[[ SOURCE MATERIAL, beginning ]]

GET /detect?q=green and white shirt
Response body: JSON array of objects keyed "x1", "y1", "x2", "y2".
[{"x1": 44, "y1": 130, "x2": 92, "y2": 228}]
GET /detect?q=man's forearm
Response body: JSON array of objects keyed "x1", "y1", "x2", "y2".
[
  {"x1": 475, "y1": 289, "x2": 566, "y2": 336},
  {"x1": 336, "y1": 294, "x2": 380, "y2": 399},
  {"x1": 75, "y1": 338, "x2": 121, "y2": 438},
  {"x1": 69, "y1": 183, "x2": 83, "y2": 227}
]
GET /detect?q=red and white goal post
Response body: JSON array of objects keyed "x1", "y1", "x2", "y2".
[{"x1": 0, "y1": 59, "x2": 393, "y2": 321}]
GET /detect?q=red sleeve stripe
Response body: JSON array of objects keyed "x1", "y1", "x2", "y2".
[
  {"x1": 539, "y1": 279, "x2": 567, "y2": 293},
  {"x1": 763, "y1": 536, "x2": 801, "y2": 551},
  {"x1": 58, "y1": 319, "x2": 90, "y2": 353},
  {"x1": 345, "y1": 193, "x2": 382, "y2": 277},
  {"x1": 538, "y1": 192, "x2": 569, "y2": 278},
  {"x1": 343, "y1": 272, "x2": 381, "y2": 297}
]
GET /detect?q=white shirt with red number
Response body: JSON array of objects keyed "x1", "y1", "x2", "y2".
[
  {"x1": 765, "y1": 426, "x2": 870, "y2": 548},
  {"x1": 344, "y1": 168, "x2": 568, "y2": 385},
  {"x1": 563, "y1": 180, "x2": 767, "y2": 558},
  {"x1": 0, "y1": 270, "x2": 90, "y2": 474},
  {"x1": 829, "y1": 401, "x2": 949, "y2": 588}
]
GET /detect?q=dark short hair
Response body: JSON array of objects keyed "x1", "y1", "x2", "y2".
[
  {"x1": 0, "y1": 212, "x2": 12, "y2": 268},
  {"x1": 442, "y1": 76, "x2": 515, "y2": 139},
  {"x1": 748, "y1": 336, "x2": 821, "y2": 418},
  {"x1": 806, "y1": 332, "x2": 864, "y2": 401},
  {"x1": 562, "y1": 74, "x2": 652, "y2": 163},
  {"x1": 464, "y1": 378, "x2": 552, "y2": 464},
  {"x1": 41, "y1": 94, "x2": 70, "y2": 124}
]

[[ SOURCE MATERIAL, end ]]

The lines to report are those in the material above that contain the word "detect"; copy every one of them.

REPLY:
GET /detect?q=green and white shirt
GET /detect?q=man's forearm
GET /detect?q=red and white goal post
GET /detect?q=red sleeve stripe
GET /detect?q=white shirt with red number
GET /detect?q=dark short hair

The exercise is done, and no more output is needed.